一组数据
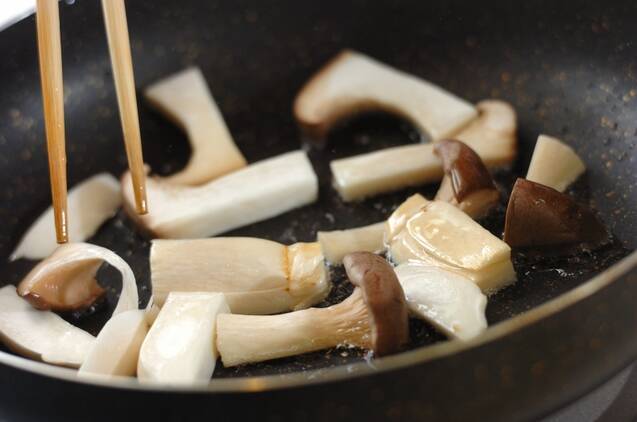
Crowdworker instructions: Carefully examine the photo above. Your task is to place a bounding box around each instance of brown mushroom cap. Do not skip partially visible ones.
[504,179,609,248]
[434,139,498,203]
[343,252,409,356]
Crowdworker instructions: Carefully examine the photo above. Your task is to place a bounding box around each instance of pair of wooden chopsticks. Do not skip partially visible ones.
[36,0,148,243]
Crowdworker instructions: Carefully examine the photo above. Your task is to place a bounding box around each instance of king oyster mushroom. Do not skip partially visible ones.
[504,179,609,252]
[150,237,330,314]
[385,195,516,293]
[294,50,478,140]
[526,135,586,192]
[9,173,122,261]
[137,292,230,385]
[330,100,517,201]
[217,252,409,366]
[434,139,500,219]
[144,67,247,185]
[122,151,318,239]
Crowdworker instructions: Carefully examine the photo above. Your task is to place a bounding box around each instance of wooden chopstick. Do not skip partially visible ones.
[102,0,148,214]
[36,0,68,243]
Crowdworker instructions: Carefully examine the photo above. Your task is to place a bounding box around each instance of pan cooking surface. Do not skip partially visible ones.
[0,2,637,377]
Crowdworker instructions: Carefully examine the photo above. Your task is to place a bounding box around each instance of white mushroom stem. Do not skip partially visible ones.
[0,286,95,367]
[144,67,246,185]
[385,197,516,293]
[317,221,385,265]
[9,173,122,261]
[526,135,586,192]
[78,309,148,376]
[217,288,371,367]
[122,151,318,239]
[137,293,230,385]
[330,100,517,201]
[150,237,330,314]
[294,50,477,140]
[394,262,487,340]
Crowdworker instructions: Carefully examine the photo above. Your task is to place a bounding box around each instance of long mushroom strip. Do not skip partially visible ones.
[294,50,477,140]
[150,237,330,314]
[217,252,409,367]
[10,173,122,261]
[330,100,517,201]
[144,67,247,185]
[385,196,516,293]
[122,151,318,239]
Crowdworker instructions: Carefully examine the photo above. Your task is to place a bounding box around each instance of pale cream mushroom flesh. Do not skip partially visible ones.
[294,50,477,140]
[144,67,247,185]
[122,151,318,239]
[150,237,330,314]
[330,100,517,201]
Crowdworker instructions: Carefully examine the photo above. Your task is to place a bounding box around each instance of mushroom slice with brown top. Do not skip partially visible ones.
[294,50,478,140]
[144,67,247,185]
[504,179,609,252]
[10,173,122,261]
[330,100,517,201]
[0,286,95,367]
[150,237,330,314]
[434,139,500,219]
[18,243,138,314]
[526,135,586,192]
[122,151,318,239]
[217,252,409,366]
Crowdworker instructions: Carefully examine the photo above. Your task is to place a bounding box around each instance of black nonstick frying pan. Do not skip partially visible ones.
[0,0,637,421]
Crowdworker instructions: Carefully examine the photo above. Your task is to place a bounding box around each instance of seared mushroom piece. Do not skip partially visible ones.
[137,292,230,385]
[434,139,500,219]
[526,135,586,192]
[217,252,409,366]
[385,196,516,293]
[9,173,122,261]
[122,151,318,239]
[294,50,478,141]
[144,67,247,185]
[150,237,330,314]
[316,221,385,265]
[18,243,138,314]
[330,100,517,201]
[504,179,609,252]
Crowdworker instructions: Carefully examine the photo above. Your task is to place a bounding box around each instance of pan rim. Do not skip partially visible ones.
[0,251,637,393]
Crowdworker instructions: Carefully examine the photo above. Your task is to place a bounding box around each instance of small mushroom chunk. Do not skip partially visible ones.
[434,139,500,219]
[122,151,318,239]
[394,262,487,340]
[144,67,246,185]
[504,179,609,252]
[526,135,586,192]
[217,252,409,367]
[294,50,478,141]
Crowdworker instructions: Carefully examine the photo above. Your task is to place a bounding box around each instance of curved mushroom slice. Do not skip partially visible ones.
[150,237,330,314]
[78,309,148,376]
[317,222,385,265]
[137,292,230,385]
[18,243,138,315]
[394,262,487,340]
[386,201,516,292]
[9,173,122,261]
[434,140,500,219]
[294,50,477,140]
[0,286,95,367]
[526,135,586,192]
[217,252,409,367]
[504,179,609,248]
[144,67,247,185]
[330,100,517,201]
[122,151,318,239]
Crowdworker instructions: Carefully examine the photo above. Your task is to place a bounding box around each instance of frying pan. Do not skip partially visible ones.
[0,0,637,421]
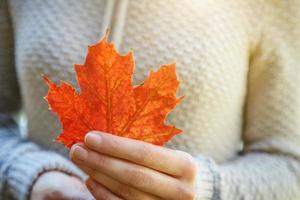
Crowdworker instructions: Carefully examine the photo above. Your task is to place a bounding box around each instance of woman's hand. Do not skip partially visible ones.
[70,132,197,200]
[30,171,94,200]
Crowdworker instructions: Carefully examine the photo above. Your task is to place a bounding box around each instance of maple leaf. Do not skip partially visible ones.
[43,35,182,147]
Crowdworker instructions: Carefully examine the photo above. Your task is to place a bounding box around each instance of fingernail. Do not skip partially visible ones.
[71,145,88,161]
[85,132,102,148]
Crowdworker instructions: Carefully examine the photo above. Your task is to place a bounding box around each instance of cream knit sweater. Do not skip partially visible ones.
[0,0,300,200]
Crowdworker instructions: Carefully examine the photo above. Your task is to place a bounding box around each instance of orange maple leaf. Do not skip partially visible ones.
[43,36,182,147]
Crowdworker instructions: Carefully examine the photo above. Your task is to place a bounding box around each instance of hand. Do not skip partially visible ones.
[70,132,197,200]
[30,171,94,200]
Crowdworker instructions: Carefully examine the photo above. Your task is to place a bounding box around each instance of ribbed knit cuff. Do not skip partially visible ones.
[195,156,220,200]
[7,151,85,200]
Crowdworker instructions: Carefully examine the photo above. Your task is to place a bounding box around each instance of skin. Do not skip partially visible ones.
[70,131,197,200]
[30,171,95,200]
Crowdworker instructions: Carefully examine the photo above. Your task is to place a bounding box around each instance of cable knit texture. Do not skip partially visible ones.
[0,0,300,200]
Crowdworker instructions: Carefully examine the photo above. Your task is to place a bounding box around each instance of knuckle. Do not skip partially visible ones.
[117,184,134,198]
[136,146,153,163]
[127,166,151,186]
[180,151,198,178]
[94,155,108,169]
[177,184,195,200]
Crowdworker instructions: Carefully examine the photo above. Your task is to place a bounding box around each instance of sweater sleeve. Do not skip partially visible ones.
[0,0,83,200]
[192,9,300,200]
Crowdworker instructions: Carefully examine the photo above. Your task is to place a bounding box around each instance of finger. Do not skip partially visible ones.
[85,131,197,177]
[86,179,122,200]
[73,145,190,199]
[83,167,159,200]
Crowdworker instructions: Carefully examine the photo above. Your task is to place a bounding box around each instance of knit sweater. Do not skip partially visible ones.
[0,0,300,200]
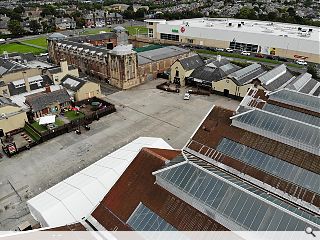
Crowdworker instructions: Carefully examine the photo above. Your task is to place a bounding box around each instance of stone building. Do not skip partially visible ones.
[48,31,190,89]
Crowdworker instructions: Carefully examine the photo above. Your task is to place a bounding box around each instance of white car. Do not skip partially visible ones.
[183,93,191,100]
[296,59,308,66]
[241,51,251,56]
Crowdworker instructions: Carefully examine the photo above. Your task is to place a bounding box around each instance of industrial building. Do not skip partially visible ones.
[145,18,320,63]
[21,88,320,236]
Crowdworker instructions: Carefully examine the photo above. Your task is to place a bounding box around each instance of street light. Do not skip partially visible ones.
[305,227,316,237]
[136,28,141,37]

* * *

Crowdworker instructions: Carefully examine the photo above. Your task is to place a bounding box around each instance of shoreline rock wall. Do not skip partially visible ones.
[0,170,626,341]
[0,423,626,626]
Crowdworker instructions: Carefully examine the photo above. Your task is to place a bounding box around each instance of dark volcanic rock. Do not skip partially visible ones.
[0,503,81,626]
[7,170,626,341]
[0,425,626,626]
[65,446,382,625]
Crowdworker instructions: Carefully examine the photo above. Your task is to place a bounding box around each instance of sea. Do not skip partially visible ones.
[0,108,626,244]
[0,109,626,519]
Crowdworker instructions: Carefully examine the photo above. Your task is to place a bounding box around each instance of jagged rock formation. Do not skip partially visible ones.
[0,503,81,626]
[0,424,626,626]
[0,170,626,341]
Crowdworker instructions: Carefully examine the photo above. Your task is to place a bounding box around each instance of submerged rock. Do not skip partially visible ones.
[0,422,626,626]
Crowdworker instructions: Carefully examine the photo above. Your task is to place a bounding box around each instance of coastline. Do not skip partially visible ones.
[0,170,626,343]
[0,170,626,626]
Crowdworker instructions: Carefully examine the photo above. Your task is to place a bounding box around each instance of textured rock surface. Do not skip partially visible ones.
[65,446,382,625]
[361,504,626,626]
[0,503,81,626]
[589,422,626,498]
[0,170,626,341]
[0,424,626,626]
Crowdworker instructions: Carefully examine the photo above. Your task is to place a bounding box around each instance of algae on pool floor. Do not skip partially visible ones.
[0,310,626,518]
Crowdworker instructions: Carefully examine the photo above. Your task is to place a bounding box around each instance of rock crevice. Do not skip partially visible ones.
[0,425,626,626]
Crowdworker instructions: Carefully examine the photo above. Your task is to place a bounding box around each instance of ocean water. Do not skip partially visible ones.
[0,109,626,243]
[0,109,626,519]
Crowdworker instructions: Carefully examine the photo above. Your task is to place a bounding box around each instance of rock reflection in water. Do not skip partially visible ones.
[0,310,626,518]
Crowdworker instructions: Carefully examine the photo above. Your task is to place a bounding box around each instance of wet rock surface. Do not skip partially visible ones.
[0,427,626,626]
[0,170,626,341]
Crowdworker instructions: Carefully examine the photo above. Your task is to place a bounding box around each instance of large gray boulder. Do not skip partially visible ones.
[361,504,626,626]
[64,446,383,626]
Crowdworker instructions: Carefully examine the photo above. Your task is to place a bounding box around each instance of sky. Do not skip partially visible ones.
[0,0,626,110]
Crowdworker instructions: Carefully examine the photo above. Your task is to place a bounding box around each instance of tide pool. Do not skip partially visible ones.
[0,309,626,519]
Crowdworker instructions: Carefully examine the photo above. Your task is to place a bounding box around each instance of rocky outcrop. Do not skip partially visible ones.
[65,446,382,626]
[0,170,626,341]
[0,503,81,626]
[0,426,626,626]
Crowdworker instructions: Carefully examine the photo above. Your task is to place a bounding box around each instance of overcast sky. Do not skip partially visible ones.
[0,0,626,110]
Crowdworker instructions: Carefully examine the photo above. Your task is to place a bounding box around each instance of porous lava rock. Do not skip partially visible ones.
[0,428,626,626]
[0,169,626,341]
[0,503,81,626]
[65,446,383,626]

§ **任务要求**:
把上方记录中从含有“cap. Do not skip partially visible ones.”的那一行起，一直到含有“[343,252,409,356]”的那一行为止（首尾两行都算在内）的各行放入一个 Markdown 表格，两列分别命名为“序号”和“内容”，空行略去。

§ **正确答案**:
| 序号 | 内容 |
|---|---|
| 1 | Crowdworker instructions: Carefully examine the photo above. Your task is to place a bounding box around each instance of brown mushroom cap. Do not skip partially visible ones. |
| 2 | [504,179,609,248] |
| 3 | [434,139,498,203] |
| 4 | [343,252,409,356] |